_Soal yang Diberikan_. Salin persis bagian dari teks tentang larangan bermajelis bersama ahlul-bid'ah, mulai dari kata-kata yang memuat "Dalam sebuah hadits" dan berhenti setelah "الجامع : ٦٣٠١].".

13 Maret 2009

Larangan Bermajelis (Duduk-Duduk) Bersama Ahlul-Bid'ah


Telah berkata Abu ‘Abdillah Ahmad bin Muhammad bin Hanbal rahimahullah :
أُصُولُ السُّنَّةِ عِنْدَنَا : ....تَرْكُ الْجُلُوسِ مَعَ أَصْحَابِ الْأَهْوَاءِ.
“Prinsip-prinsip sunnah menurut kami adalah…….meninggalkan bermajelis (duduk-duduk) bersama para pengekor hawa nafsu”.
-------------------------
Penjelasan :
Hal tersebut dikarenakan firman Allah :
وَقَدْ نَزَّلَ عَلَيْكُمْ فِي الْكِتَابِ أَنْ إِذَا سَمِعْتُمْ آيَاتِ اللَّهِ يُكْفَرُ بِهَا وَيُسْتَهْزَأُ بِهَا فَلا تَقْعُدُوا مَعَهُمْ حَتَّى يَخُوضُوا فِي حَدِيثٍ غَيْرِهِ إِنَّكُمْ إِذًا مِثْلُهُمْ  
Dan sungguh Allah telah menurunkan kepada kamu di dalam Al Qur'an bahwa apabila kamu mendengar ayat-ayat Allah diingkari dan diperolok-olokkan (oleh orang-orang kafir), maka janganlah kamu duduk beserta mereka, sehingga mereka memasuki pembicaraan yang lain. Karena sesungguhnya (kalau kamu berbuat demikian), tentulah kamu serupa dengan mereka” [QS. An-Nisaa’ : 140].

Telah berkata Asy-Syaikh Rasyiid Ridlaa rahimahullah dalam Al-Manaar (5/463) :
يدخل في هذه الآية كل محدث في الدين، وكل مبتدع
“Masuk dalam ayat ini semua pembuat perkara-perkara baru dan mubtadi’ “ [lihat Tanbiih Ulil-Abshaar, hal. 76].
Dalam sebuah hadits shahih, bahwasannya Nabi bersabda :
مَنْ سَمِعَ بِالدَّجَّالِ فَلْيَنْأَ عَنْهُ مَا اسْتَطَاعَ فَإِنَّ الرَّجُلَ يَأْتِيهِ وَهُوَ يَحْسِبُ أَنَّهُ مُؤْمِنٌ فَمَا يُزَالُ بِهِ حَتَّى يتبعهُ لِمَا يَرَى مَعَهُ مِنَ الشُّبُهَات [رواه الإمام أحمد وأبو داود وغيرهما - انظر صحيح الجامع : ٦٣٠١].
Barangsiapa yang mendengar tentang Dajjal, hendaklah ia lari darinya sejauh-jauhnya. Sesungguhnya kelak ada seorang laki-laki yang menyangka dirinya dalam keadaan beriman – dan keadaannya terus demikian – hingga kemudian ia mengikuti Dajjal dikarenakan berbagai syubhat yang ia temui pada dirinya (Dajjal)” [Diriwayatkan oleh Al-Imam Ahmad, Abu Dawud, dan selain keduanya – lihat Shahihul-Jaami’ no. 6301].

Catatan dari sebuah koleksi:
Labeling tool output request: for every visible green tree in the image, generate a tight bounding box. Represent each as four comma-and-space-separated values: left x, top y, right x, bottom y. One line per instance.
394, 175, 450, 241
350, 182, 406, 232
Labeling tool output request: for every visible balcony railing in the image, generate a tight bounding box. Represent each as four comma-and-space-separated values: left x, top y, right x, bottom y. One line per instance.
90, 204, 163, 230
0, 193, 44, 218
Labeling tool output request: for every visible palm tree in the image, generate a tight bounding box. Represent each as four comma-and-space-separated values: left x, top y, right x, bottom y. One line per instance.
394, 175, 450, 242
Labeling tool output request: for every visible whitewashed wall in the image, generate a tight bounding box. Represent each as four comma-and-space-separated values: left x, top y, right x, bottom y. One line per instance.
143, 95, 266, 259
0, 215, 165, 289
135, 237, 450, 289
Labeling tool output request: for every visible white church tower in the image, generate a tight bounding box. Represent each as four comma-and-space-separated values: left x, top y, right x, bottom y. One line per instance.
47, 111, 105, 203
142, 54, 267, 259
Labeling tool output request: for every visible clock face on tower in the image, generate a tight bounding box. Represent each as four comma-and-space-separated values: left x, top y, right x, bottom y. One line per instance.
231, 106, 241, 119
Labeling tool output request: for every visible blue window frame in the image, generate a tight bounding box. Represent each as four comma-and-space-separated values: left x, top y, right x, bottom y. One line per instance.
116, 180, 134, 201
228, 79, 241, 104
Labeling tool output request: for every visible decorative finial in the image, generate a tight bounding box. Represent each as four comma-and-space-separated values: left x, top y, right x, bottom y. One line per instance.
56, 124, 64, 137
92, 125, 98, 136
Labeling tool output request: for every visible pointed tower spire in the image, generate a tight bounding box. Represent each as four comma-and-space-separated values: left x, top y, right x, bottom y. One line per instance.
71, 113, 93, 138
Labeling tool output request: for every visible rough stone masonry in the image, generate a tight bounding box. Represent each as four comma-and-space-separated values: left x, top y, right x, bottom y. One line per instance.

_Jawaban Soal_.
Dalam sebuah hadits shahih, bahwasannya Nabi bersabda :
مَنْ سَمِعَ بِالدَّجَّالِ فَلْيَنْأَ عَنْهُ مَا اسْتَطَاعَ فَإِنَّ الرَّجُلَ يَأْتِيهِ وَهُوَ يَحْسِبُ أَنَّهُ مُؤْمِنٌ فَمَا يُزَالُ بِهِ حَتَّى يتبعهُ لِمَا يَرَى مَعَهُ مِنَ الشُّبُهَات [رواه الإمام أحمد وأبو داود وغيرهما - انظر صحيح الجامع : ٦٣٠١].